- [Task statement] Transcribe the rows below verbatim, beginning with the line containing "Practice step: find the aglaonema" and continuing through the line containing "(1048, 910)", with both of those lines included.

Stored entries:
_ _ _ _ _
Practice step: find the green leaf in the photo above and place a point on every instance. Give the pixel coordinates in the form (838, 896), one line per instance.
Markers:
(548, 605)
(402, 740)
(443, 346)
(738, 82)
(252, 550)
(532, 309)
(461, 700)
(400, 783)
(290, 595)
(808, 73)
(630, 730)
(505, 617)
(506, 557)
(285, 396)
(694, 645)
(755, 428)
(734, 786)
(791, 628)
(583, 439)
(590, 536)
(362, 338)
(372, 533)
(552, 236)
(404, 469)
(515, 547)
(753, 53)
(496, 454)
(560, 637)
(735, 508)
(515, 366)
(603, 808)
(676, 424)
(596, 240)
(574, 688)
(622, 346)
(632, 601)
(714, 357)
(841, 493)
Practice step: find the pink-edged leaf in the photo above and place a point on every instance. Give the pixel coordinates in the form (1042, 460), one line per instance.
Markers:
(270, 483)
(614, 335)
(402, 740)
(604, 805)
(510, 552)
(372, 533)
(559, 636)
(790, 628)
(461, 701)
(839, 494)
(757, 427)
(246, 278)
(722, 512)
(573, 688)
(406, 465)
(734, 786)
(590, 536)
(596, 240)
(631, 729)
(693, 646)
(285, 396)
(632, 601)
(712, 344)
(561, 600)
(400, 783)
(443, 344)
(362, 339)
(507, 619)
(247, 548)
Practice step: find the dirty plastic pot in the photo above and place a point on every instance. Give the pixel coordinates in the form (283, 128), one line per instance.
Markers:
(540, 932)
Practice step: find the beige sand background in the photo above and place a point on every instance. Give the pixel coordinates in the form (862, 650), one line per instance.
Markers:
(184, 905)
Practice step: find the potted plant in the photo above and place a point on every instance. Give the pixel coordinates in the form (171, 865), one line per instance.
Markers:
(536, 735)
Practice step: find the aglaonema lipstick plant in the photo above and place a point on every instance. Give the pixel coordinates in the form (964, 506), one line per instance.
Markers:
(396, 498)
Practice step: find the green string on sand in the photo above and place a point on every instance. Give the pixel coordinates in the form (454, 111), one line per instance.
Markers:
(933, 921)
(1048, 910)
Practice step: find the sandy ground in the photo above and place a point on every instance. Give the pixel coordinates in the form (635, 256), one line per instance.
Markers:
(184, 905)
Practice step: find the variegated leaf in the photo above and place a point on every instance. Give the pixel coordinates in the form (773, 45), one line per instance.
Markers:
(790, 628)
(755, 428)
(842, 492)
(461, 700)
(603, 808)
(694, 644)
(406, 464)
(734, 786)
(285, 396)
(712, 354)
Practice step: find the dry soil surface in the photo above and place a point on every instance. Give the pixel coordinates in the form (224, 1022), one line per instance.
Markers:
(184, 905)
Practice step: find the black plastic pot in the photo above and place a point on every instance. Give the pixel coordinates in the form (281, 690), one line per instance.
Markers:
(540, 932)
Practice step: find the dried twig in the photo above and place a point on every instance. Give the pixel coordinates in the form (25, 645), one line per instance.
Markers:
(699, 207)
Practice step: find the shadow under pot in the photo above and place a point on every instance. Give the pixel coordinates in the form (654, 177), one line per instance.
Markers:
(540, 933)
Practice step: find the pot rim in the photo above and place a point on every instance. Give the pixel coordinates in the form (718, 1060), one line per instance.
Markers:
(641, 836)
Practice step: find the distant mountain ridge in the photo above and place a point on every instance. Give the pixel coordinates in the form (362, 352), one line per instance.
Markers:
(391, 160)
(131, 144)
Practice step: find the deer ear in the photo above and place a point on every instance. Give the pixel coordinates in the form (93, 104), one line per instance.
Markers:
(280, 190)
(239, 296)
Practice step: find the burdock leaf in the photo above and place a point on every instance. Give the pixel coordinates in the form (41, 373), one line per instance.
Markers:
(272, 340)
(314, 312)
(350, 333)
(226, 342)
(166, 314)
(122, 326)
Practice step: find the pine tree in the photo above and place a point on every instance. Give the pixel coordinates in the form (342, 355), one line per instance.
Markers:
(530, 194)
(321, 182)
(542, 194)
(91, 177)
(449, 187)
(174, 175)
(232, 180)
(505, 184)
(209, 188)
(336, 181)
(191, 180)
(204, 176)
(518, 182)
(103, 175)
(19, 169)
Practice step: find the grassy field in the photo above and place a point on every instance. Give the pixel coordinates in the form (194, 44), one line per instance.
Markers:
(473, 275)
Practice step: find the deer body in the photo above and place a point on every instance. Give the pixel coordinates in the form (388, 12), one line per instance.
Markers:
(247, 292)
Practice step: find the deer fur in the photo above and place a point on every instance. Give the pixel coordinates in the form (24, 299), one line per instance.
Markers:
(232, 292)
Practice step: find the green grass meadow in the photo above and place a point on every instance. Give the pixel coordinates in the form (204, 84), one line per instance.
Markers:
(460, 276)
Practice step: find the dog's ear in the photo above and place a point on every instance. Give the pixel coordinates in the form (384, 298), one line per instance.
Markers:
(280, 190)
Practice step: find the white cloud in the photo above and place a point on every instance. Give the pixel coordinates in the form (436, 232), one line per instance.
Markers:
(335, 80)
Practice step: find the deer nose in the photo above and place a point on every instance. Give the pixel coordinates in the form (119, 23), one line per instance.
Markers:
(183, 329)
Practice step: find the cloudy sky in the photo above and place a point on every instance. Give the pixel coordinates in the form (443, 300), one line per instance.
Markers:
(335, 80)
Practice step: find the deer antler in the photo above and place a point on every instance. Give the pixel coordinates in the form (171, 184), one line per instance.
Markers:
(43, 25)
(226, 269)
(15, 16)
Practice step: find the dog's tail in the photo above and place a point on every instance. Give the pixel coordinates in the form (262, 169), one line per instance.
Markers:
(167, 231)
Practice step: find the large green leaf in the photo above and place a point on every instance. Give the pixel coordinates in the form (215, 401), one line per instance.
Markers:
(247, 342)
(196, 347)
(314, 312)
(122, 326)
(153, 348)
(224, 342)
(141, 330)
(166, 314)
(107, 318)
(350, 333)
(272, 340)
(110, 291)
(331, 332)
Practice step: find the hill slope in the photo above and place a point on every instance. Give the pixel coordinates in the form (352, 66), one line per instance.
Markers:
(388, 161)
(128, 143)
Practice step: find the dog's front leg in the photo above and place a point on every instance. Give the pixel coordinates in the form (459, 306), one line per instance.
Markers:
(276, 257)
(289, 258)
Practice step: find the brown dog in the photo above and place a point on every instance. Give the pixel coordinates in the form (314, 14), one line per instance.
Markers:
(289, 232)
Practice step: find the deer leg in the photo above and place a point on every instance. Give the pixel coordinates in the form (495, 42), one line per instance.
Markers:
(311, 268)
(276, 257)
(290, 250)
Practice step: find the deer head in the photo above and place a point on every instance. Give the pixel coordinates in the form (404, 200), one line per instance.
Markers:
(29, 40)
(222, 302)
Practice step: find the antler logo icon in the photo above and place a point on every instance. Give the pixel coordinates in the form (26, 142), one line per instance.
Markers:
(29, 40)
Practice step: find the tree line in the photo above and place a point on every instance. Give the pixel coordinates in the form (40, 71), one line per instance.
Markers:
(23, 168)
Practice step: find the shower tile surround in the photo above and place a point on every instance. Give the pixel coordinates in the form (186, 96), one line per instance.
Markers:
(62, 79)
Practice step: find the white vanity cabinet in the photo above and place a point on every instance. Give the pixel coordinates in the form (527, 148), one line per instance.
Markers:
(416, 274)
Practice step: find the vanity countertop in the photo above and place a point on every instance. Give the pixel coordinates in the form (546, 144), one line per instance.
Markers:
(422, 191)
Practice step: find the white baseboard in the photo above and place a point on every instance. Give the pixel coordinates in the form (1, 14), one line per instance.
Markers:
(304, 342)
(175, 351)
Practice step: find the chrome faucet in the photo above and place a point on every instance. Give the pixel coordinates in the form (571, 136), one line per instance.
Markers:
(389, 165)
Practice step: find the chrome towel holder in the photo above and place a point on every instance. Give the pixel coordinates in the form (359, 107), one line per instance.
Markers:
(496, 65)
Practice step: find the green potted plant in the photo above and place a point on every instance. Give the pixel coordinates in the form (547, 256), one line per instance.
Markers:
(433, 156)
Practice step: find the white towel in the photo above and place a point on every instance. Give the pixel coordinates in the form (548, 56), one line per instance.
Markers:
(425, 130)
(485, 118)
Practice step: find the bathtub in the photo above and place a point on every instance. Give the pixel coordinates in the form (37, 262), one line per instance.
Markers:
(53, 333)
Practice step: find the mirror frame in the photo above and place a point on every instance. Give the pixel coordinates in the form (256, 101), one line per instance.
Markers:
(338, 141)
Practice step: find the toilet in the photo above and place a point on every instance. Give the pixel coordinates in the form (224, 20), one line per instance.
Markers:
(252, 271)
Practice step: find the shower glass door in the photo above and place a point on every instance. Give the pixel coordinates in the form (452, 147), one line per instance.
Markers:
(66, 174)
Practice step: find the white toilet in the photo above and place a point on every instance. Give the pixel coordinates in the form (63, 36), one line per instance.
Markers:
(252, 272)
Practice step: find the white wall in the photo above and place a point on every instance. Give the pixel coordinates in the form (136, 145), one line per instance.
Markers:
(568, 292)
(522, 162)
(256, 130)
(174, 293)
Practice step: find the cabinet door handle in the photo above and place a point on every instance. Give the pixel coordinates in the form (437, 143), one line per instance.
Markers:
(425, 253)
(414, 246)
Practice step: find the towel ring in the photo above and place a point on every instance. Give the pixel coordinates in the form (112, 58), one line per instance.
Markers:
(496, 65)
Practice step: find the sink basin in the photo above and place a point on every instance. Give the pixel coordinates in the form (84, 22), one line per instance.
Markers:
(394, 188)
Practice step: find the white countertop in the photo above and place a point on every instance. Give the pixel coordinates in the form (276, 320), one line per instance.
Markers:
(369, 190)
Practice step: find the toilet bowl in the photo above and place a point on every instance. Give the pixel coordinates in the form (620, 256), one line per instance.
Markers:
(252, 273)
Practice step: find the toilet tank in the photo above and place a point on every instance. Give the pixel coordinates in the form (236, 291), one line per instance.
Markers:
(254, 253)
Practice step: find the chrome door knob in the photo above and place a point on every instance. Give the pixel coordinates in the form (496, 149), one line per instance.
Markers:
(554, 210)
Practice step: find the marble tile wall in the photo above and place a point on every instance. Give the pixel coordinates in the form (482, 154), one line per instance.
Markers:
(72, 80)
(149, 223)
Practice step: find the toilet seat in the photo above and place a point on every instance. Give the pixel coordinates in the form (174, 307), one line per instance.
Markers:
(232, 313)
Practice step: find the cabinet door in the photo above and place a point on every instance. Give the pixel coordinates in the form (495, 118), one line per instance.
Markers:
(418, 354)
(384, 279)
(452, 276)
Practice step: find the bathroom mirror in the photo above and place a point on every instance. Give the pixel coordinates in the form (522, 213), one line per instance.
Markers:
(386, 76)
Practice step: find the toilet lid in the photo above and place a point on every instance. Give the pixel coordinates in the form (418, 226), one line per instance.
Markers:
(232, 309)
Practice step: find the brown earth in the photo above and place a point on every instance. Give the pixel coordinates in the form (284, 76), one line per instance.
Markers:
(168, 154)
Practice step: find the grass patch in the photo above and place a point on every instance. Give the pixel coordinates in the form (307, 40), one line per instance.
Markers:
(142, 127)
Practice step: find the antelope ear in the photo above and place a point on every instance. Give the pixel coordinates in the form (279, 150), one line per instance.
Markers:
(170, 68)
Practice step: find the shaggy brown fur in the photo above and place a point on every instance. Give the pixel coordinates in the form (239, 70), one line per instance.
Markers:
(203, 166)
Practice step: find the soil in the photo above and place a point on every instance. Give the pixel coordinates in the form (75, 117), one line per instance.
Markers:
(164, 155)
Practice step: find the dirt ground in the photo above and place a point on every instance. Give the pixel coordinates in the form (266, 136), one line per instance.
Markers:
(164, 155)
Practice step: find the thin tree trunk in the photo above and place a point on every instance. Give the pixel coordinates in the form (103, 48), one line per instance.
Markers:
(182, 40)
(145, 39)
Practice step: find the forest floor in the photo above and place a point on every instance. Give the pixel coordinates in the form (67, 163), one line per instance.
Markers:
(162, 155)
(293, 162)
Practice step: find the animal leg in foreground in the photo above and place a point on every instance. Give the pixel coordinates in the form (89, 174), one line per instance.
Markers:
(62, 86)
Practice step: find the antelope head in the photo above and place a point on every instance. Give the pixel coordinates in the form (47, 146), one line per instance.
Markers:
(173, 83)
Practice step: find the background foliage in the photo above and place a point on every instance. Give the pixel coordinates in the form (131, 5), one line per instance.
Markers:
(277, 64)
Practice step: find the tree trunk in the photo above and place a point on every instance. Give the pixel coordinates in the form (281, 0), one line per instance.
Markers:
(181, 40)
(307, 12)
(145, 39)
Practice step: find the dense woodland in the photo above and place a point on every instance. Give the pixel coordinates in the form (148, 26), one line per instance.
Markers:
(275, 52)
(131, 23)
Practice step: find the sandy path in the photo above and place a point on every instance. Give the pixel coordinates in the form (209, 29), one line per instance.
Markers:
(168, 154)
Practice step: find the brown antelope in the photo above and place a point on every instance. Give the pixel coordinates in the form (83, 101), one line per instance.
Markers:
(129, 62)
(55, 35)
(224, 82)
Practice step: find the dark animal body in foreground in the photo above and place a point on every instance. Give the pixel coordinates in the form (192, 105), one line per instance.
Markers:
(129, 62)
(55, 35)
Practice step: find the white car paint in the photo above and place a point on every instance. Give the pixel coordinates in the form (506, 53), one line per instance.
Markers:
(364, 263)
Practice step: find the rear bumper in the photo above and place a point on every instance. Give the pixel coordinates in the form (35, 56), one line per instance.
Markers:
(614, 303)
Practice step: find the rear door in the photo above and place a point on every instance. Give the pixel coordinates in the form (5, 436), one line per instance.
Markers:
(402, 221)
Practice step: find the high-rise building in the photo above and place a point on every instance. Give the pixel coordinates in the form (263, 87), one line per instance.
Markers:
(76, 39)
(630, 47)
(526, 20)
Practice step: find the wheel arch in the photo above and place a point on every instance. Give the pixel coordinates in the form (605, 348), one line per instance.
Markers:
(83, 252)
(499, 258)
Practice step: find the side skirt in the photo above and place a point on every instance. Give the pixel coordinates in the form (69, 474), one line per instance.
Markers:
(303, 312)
_ _ _ _ _
- [Right answer]
Practice step: find the aglaonema lipstick plant in the photo above and place a point on every instance. Give the pixel coordinates in the form (964, 506), one line per instance.
Markers:
(396, 498)
Practice step: find the green string on sand in the photo above and place a point on every instance. Give the pixel coordinates in the form (454, 111), one line per instance.
Markers:
(933, 921)
(1048, 910)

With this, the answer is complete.